-- start --

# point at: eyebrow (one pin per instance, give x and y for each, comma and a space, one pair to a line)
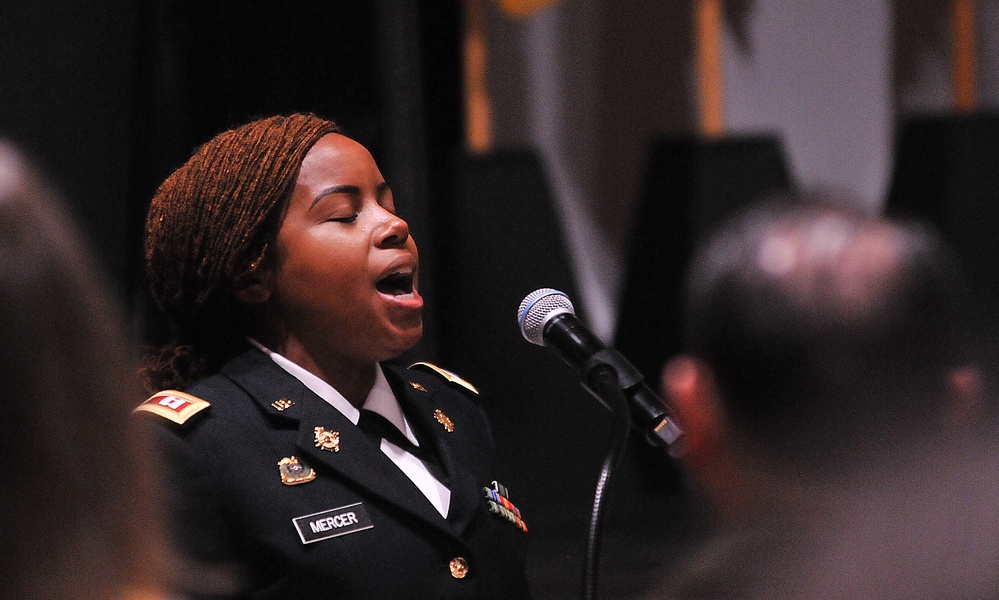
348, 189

-- end --
-- start --

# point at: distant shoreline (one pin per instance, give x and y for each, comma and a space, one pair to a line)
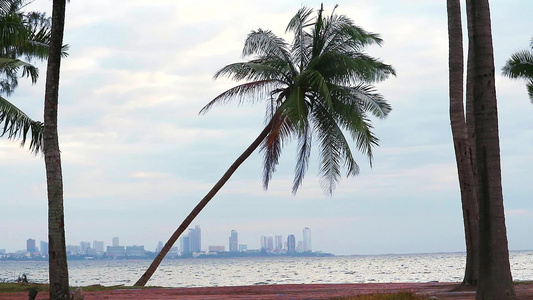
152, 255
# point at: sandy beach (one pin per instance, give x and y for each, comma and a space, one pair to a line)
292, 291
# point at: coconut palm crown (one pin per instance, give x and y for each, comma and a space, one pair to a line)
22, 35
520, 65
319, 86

-- end --
-- start --

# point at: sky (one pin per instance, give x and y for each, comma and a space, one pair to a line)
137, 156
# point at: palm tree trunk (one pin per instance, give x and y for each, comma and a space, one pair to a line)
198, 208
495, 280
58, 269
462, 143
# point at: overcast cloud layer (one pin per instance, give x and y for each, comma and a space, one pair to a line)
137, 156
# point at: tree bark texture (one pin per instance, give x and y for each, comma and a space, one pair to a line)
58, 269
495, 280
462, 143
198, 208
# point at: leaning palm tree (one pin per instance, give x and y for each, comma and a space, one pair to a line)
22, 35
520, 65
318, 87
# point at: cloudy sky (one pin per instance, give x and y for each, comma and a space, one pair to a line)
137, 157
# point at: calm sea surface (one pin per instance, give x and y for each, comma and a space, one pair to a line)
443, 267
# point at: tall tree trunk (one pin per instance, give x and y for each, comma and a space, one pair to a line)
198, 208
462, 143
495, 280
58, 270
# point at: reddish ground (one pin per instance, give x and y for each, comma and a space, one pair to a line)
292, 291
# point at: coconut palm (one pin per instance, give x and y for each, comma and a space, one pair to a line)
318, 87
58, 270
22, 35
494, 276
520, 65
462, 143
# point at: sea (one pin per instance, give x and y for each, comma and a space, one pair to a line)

-- end --

--- What to do ---
Quote the rows verbatim, starting at the line containing "# point at: coconut palm (one" and ending at the line containing "# point at: sea", including both of those lines.

--- Solved exercise ---
# point at: coconut palm (one pin per instance, give x and y for each, comma and a space, one pair to a line)
318, 87
58, 270
22, 35
494, 276
520, 65
462, 143
# point at: sea (one pin per instance, give x and y for each, comma and a space, one pair to a line)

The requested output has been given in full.